GIVEN RECORDS –
↓↓↓
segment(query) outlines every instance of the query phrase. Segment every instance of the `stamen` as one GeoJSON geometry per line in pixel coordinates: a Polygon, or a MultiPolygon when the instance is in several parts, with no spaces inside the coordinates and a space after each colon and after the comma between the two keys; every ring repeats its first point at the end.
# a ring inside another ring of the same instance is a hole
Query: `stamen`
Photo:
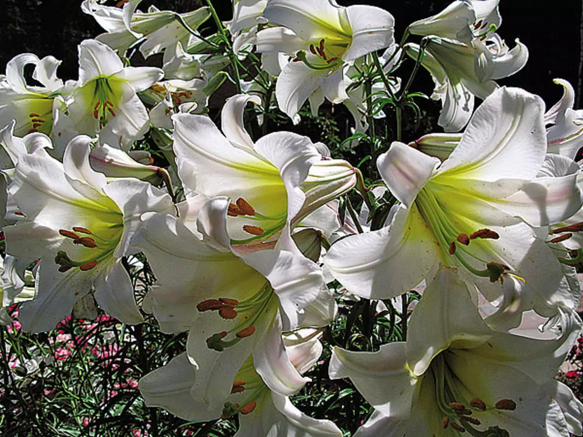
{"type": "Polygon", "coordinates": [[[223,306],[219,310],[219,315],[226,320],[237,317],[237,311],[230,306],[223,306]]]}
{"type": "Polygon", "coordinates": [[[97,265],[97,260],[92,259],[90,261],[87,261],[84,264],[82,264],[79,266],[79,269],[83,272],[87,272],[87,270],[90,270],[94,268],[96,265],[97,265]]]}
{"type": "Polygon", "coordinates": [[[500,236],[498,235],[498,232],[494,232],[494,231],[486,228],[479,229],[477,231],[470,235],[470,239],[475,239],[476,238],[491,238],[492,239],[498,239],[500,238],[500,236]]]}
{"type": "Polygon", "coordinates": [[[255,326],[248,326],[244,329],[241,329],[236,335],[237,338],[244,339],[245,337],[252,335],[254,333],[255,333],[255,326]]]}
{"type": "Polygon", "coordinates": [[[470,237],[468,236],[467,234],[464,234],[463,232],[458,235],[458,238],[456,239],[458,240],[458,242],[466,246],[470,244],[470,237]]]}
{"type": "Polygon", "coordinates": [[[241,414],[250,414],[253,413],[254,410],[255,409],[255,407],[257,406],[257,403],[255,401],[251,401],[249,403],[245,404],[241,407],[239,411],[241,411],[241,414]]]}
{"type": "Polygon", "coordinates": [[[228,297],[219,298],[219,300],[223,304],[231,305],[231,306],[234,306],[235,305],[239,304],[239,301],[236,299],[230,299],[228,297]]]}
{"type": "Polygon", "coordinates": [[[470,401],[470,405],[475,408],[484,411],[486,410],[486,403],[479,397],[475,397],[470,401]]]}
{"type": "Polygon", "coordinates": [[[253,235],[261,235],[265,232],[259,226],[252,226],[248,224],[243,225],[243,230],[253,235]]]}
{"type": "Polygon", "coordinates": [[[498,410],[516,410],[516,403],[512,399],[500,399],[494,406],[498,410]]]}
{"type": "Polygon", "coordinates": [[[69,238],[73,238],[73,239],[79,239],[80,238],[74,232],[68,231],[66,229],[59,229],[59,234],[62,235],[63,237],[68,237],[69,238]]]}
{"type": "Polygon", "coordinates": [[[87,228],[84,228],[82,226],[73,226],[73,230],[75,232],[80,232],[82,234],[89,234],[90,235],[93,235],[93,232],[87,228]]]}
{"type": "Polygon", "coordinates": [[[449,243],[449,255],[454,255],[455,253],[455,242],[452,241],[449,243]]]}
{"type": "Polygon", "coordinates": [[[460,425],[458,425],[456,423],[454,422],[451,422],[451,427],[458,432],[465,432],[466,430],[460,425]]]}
↑↑↑
↓↓↓
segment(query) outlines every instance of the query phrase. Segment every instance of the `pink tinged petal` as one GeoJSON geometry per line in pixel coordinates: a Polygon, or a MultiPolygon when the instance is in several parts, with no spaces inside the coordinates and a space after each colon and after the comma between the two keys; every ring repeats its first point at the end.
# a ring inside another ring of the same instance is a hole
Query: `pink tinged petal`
↑↑↑
↓↓↓
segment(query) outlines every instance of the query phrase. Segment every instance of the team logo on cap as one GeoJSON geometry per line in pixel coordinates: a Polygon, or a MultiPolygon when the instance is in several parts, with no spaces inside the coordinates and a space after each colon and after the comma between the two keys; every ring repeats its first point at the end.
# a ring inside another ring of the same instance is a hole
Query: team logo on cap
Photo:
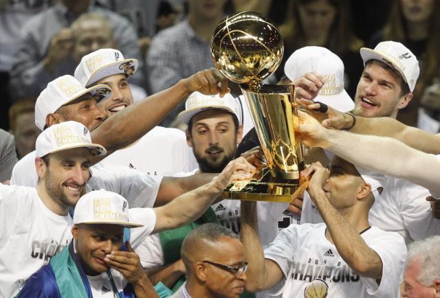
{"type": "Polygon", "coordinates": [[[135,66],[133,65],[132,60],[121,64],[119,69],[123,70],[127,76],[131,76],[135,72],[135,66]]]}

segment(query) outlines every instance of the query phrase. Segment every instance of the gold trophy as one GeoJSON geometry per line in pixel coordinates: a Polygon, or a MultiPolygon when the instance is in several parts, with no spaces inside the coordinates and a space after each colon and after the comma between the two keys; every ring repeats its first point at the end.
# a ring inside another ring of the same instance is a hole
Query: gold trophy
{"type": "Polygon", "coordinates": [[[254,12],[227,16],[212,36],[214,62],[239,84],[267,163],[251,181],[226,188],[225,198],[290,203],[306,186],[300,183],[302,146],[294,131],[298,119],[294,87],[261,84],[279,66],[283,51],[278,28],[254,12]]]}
↑↑↑
STATED TASK – Copy out the lines from the one containing "of the gold" up to and including the one containing "Query: gold trophy", substituting "cup" for "trophy" and leaving everything else as it is.

EXPECTED ANSWER –
segment(query) outlines every instance of the query phrase. Segment every instance of the gold cup as one GeoJSON geometry per line in pixel coordinates: a Polygon, or a MultiPolygon when the instance is in several parts, with no spaces inside the coordinates and a space after each colon and after the comma between the two keys; every ring repeats its first point at the end.
# a ring inside another ring of the same instance is a hole
Query: gold cup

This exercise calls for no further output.